SET OF TASKS ->
1. Reproduce the stretch of the poem comment thread from "Told you I am" through "it, yes I do.".
2. Carry the poem comment thread forward, writing what comes next after its final line.

TEXT TO READ ->
Nothing "indirect" about it. What am I missing?
Yes, It did
Perhaps because I had already put the image in your mind, with the title.
Told you I am not good with indirect imagery. I've tried to use sound, sight and even emotional state to indirectly describe an object...and absolutely failed, apparently.
Oooohhhh
Like it, like it, yes I do.
Just ready and waiting for the odd siren to come its way.
Love the contrast between dark, shadowy, sinister and sparkling waters.
Wanders off singing siren sort of songs.
Jxx
hello Jim,
it seems to me that this beautiful rock is a treasure off nature. but it is a hidden danger to water craft. I think the imagery and structure are very pleasing to the mind and eye!
brightest of blessings,
Cat
I kinda
agree with wes about this one. Everything seems clearly spelled out with little left to the imagination
Here's the thing,
I have no idea how to relate a ship-killing piece of stone to, say, a book, or a lollipop.

RECORD SET ->
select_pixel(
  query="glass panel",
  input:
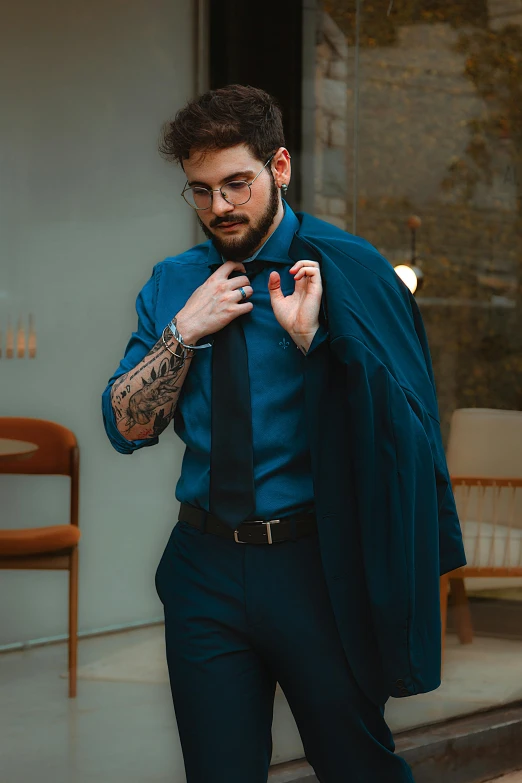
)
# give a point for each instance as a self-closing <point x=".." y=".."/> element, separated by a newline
--
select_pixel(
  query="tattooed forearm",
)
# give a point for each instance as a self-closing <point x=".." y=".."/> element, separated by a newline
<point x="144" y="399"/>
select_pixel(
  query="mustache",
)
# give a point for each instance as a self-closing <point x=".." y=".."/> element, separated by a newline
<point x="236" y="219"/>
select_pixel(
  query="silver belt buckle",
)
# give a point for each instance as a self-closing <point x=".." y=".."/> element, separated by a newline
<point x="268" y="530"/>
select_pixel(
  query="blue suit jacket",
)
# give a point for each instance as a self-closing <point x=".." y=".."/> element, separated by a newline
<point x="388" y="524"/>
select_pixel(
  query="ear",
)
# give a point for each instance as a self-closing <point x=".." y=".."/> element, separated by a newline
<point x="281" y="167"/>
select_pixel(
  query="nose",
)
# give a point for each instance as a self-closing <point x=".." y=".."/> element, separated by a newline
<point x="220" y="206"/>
---
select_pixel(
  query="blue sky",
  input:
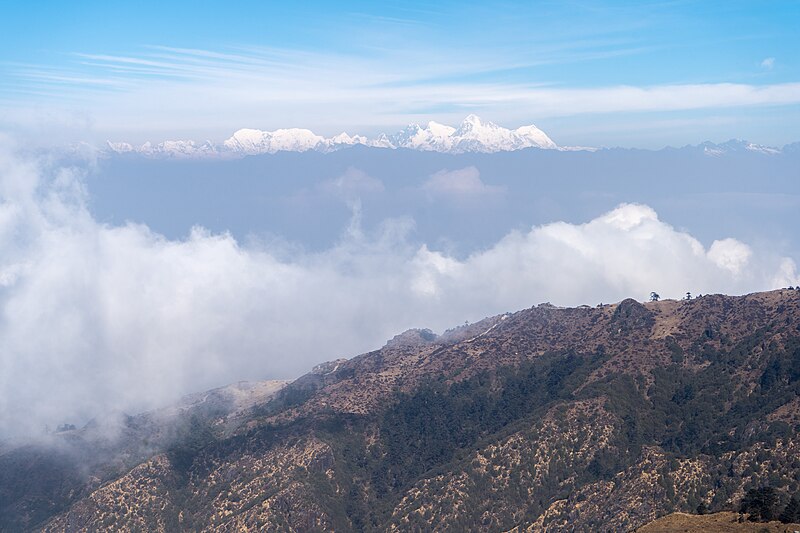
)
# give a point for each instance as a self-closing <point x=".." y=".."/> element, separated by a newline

OUTPUTS ->
1.
Told you I am not good with indirect imagery. I've tried to use sound, sight and even emotional state to indirectly describe an object...and absolutely failed, apparently.
Oooohhhh
Like it, like it, yes I do.

2.
I know, I know, I'm being facetious, but I just don't understand, I guess. I mean, there's no direct imagery in the piece that I can see, except in the title, and I've changed that, so now what? I have used shading, color, emotional state, socio-political comment, even secondary non-direct images to build a picture of a thing without naming it. I've strongly implied what it does and how it does it, still without being direct or explicit, and I still can't get to where I need to be.
Frustrating.
Perhaps
The title was at fault?
The problem with inferred or indirect imagery
is once something is described in detail it become plain imagery. To carry this to the extreme you could have condensed the whole stanza to "the ship killer awaits"....this would leave the reader to think it might be anything from Moby Dick to a guided missile. So there Is a line between imagery and inferred imagery in order for it to be effective.Again to your sample. If you want to be sure the reader knows it's a submerged stone in the ocean you could say something like "The ship killer, of earth's bones lurks beneath". This gives the essentials and leaves the reader free to picture the stone's surroundings....does this help?
Sorry
Sorry removed my question as it didn't clarify anything.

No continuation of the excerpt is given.